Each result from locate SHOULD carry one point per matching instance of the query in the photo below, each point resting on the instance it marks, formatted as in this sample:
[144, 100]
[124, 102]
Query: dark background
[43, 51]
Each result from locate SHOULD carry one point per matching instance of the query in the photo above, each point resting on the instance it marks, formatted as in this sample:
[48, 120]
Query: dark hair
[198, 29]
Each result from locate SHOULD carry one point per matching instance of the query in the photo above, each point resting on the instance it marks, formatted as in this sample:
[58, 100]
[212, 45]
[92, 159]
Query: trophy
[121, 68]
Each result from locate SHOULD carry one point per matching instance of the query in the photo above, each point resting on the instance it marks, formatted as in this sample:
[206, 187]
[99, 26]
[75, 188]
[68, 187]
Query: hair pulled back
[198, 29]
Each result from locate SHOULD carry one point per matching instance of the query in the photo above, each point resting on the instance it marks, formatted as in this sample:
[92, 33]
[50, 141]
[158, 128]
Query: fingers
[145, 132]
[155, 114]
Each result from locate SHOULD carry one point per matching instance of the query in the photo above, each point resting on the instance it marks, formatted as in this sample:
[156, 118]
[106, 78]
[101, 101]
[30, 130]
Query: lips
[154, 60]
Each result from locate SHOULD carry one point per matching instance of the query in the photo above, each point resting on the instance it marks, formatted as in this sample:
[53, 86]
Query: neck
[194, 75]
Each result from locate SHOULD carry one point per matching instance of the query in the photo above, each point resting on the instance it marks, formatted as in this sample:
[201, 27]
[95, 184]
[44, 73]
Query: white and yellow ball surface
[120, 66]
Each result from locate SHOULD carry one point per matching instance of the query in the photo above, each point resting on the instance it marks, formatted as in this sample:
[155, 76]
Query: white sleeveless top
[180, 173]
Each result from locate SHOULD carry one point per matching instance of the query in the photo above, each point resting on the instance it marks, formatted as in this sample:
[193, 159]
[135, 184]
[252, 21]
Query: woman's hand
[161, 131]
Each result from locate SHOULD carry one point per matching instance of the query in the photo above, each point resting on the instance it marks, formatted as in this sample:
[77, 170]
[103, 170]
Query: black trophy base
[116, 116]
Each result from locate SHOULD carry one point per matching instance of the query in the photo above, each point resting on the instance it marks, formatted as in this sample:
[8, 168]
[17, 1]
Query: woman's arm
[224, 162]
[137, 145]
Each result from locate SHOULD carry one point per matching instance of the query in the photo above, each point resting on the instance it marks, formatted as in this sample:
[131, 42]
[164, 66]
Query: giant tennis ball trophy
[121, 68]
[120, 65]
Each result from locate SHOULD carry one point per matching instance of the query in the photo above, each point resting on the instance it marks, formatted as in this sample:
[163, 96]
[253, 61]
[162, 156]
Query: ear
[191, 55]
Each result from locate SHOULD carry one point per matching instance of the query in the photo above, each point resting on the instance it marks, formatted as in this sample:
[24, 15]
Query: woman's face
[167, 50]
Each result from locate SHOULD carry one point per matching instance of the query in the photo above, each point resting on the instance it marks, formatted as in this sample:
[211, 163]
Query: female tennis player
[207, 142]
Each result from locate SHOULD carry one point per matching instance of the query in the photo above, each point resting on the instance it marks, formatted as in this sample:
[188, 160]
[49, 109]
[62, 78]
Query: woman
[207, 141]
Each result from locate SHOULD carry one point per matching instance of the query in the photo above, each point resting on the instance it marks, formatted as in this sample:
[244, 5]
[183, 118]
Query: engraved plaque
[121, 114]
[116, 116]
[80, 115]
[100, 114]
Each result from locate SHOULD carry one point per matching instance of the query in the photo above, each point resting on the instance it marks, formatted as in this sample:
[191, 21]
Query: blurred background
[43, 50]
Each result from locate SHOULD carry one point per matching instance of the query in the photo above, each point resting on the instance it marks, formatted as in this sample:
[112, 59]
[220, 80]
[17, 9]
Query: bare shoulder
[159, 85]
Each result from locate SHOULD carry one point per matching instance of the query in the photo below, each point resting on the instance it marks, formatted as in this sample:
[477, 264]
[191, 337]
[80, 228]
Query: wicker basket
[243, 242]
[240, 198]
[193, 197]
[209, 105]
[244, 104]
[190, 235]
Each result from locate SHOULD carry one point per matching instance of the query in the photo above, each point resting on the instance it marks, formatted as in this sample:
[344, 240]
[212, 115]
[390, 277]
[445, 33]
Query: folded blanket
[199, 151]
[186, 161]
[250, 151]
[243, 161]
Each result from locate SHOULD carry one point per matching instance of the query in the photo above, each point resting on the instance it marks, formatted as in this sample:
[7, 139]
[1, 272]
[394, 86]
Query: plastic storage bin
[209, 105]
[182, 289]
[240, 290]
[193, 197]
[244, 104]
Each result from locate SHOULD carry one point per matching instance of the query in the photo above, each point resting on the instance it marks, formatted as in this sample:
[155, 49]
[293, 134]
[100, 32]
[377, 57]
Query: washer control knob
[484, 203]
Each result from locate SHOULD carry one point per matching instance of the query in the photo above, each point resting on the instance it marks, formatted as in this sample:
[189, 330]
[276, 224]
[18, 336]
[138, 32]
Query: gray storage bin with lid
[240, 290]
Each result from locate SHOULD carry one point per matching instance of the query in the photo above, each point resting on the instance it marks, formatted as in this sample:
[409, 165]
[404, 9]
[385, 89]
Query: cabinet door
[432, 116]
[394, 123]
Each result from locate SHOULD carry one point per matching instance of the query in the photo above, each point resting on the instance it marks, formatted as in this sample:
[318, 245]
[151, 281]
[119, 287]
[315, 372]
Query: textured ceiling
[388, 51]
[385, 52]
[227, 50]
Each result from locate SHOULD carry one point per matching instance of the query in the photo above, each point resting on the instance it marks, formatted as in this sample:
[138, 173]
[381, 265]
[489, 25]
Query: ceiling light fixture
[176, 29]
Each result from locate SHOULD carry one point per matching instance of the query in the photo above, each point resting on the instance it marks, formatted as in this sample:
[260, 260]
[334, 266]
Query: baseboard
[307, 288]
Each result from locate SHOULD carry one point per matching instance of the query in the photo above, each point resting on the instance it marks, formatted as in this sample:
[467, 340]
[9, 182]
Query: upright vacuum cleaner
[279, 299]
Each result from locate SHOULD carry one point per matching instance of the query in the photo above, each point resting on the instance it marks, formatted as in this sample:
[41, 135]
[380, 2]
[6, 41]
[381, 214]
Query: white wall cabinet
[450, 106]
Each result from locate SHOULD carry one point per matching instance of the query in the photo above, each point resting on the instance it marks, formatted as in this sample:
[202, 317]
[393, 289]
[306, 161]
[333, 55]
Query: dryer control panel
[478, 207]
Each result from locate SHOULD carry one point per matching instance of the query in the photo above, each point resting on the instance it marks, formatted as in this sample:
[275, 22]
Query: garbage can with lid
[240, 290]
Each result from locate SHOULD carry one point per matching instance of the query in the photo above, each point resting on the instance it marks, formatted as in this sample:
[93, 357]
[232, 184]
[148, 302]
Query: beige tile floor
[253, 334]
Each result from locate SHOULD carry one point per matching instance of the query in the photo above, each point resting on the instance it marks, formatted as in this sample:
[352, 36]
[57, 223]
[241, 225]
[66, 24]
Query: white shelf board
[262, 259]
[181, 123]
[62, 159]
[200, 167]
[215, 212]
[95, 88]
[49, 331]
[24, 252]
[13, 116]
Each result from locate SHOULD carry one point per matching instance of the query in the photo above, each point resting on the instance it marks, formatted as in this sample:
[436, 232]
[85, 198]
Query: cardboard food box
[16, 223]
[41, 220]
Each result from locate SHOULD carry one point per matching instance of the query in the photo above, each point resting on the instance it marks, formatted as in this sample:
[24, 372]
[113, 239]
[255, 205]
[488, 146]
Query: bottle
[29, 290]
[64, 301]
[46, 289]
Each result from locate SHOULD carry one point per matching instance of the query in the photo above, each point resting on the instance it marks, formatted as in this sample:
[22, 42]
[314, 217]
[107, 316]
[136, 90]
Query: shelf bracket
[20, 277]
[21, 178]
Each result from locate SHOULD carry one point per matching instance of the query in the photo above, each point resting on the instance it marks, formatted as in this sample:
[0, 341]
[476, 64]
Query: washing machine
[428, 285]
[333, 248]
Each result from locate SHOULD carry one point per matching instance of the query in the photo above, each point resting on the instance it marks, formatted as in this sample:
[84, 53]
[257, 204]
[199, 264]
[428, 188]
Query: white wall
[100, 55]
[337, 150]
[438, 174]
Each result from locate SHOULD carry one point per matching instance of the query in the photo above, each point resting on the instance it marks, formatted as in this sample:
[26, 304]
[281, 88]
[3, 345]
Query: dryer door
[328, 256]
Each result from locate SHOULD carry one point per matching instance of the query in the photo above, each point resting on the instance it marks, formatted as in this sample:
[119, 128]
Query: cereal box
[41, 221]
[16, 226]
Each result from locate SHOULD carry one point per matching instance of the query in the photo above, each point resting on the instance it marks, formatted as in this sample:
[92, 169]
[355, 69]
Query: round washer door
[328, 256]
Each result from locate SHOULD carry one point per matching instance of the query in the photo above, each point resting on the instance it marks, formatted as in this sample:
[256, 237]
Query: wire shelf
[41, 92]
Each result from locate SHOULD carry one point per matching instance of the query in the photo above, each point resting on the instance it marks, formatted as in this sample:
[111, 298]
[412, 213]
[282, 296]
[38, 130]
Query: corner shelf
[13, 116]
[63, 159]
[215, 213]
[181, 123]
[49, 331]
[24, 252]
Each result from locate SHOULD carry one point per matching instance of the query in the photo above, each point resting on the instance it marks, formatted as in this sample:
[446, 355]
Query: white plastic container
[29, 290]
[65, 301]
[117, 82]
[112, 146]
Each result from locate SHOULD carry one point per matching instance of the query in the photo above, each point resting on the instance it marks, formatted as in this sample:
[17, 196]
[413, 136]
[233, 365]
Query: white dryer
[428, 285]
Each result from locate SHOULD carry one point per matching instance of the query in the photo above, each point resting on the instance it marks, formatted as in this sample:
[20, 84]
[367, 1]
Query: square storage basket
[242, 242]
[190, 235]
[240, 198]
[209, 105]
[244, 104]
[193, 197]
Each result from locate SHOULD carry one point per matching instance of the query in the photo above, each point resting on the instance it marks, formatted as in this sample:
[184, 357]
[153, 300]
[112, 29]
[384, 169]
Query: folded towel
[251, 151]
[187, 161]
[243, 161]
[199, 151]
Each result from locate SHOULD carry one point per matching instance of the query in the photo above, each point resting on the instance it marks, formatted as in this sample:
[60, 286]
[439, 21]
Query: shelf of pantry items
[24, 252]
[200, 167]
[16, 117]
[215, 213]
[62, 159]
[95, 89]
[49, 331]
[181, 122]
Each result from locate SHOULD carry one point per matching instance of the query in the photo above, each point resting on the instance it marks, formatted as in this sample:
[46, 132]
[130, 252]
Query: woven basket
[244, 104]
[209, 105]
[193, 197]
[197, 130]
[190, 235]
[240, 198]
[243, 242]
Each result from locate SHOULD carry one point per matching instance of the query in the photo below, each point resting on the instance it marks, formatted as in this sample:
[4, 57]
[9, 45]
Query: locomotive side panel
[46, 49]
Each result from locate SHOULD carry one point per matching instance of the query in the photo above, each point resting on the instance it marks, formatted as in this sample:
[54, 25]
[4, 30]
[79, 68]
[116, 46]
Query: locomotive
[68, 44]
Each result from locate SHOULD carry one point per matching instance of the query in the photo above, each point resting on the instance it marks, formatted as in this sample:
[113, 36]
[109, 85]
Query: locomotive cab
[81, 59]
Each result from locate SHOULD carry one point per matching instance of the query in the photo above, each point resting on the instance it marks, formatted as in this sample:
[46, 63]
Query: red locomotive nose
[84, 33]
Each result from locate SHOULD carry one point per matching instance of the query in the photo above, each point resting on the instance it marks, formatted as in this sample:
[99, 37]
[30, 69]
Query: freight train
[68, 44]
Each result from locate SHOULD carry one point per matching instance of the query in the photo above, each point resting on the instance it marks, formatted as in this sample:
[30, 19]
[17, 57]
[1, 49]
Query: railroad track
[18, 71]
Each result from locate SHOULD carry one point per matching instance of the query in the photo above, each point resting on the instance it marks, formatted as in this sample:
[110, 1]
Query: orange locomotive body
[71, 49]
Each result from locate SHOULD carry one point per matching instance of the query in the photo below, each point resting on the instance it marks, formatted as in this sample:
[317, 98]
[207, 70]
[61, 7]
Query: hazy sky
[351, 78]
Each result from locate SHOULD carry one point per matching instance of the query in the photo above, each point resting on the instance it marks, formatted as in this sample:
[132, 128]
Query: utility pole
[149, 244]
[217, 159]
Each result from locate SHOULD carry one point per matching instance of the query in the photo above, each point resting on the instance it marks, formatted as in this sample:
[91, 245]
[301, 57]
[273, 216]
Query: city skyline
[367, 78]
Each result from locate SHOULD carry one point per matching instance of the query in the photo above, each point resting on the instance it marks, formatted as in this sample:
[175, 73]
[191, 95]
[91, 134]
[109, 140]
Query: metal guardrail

-=-=-=-=-

How many lines of the material above contain the string "wall"? Reply with the number alone.

:: EXERCISE OUTPUT ::
2